___ QUOTED PASSAGE ___

Your prospects are lazy.
And they’re busy.
I mean, isn’t that the truth?
Because your prospects are *people* just like you and me.
Back in my first sales position, I figured out something that should have been obvious to the other sales reps I worked with, but I guess it wasn’t.
I had just gotten a new territory selling computers to doctors, clinics, and hospitals in the San Francisco area.
I was looking at ways to fill my pipeline with prospects and get some new business going.
Since I was working for IBM, we had a lot of resources to use. One of them was a dedicated computer demo center on an entire floor of the high rise building that IBM owned in downtown San Francisco.
A common thing that many other sales reps did was to hold a small "seminar" for prospects in the downtown demo center.
Now this was great tactic for the reps who were selling to financial services and law firms located in downtown San Francisco.
But I was selling to the medical industry which was spread across the city of San Francisco and the county next door.
And the rep who had the territory before me had tried to hold a seminar to generate leads at the downtown demo center, but it was very poorly attended.
To me the reason was obvious.
People didn’t want to drive into downtown San Francisco. They didn’t want to hassle with the traffic. And they didn’t want to hassle with the parking.
So what quickly became obvious to me was that I needed to bring my selling closer to my prospects.
I had been making calls on some of the hospitals in my territory, and had established a relationship with an administrator at one of the larger hospitals.
I suggested to this woman that we do a small seminar at the hospital targeted at the doctors in the area who brought patients to that hospital.
Great idea she thought!
She was interested in it because it helped her and the hospital provide value to their customers, which were the doctors.
So at no bux out-of-pocket to me or IBM, I got to hold a seminar onsite, at a hospital, right near where a huge amount of doctors worked.

___ INFORMATION GIVEN ___

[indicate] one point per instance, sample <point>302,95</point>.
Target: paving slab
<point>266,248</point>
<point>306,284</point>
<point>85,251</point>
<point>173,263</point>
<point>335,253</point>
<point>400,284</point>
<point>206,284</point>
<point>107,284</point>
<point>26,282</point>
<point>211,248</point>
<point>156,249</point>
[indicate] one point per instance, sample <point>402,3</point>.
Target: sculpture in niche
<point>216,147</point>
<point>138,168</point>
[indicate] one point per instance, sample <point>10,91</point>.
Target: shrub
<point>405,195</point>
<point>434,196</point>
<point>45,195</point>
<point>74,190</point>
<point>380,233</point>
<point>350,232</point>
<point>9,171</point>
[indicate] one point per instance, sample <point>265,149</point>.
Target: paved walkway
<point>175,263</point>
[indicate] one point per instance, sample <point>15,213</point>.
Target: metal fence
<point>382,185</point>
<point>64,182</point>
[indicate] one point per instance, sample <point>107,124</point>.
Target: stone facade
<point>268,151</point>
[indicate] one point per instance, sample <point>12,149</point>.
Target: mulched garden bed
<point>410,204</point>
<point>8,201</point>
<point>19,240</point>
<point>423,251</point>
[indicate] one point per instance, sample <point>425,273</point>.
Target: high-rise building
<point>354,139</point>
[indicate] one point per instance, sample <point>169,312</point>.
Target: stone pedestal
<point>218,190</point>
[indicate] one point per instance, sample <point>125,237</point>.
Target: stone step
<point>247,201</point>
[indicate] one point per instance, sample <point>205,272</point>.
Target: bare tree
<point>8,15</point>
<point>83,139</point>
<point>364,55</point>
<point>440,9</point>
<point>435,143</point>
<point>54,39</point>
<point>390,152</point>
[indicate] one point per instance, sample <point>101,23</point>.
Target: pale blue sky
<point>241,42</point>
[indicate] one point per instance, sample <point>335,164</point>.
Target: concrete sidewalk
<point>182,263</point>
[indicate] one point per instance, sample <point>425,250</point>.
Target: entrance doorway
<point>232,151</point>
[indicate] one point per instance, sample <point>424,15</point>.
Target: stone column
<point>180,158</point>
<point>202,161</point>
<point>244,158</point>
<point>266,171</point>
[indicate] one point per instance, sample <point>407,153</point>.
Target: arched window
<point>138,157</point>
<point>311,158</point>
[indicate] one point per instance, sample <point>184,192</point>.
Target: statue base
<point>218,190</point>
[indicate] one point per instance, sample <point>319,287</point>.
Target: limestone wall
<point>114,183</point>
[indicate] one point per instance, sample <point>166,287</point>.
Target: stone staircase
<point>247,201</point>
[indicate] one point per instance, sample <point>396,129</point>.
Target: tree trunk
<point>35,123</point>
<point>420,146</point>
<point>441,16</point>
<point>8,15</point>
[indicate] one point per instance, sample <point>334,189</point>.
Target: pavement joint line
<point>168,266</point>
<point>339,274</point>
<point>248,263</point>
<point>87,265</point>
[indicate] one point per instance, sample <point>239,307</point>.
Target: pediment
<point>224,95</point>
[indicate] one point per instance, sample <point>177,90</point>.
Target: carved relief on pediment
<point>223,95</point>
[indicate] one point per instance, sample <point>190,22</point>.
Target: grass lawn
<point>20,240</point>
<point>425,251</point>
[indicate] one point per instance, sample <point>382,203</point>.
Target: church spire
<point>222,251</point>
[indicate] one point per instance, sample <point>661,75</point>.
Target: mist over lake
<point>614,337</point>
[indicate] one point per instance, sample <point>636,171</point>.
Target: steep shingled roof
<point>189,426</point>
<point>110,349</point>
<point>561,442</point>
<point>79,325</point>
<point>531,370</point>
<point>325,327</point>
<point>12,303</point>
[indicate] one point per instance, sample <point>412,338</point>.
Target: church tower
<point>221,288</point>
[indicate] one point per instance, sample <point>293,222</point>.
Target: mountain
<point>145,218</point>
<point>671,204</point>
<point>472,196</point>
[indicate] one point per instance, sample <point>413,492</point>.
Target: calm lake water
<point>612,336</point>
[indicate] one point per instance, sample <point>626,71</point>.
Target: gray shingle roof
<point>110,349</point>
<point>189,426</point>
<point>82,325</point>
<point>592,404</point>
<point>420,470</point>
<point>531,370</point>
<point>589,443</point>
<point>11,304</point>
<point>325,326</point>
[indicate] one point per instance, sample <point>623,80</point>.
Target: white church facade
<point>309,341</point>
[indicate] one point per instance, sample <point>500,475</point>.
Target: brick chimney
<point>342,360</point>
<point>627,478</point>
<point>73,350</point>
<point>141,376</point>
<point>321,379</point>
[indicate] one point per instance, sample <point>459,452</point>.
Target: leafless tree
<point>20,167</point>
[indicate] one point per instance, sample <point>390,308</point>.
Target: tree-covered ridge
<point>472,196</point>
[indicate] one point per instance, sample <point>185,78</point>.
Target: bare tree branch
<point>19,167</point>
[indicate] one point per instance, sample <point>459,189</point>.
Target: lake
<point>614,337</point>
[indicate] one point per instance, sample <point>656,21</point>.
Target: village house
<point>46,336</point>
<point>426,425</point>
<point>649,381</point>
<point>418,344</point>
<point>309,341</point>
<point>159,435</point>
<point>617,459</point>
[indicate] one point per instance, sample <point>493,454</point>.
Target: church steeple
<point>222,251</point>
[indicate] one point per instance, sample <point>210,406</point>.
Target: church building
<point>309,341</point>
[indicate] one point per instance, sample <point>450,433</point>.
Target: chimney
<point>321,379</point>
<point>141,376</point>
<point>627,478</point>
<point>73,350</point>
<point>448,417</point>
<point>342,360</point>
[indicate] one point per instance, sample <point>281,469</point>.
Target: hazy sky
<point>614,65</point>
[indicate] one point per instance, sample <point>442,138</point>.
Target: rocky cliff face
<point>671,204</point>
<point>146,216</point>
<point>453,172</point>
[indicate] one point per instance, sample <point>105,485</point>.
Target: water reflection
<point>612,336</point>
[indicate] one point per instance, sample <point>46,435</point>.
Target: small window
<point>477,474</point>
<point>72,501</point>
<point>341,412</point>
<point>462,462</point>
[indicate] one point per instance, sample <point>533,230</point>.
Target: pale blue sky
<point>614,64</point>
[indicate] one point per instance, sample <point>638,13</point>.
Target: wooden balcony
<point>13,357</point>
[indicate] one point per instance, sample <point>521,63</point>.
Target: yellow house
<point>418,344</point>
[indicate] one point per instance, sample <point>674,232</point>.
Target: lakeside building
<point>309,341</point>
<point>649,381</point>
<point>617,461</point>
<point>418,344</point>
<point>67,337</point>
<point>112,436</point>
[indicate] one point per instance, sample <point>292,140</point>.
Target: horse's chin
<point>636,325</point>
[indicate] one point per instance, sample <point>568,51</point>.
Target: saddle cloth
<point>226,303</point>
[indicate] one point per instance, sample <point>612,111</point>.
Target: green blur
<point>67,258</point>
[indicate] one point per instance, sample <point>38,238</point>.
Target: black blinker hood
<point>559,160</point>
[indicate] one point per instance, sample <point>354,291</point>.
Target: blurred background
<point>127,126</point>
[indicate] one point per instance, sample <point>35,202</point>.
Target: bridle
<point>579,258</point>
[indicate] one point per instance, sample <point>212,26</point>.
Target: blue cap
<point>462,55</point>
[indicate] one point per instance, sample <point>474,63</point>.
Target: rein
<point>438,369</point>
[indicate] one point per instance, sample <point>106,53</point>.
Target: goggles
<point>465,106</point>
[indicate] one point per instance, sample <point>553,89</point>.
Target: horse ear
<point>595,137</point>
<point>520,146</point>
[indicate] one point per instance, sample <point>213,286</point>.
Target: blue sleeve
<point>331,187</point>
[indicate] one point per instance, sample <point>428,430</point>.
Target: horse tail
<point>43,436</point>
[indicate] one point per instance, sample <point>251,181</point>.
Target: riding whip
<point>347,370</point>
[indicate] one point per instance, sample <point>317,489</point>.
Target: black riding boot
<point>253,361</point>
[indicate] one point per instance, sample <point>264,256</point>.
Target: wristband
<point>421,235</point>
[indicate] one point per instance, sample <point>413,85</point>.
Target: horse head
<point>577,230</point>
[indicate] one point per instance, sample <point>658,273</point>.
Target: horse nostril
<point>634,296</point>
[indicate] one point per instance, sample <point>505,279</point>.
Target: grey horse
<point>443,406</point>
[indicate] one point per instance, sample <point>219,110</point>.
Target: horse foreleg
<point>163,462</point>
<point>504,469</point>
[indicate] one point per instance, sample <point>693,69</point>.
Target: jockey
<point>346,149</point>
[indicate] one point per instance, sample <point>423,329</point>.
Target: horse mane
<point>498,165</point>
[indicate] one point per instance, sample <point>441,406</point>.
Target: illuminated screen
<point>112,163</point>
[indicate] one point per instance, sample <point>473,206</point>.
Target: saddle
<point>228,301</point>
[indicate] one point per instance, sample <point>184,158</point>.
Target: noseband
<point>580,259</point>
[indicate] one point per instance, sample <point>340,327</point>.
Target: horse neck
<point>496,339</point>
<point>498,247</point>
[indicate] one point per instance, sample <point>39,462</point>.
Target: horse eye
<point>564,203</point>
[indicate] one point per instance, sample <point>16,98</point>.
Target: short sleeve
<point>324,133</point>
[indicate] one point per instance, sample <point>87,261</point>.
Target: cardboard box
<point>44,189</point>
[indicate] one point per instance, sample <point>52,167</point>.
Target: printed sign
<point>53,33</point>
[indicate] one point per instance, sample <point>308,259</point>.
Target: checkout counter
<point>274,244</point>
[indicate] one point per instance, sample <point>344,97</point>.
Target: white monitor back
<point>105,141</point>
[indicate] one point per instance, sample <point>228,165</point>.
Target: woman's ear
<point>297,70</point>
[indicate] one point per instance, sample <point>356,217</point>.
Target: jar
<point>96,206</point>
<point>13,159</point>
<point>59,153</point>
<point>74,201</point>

___

▶ **INSTRUCTIONS TO FOLLOW**: In the sales story, to whom was the narrator selling computers in the new territory?

▶ **EXPECTED ANSWER**: Doctors, clinics, and hospitals in the San Francisco area.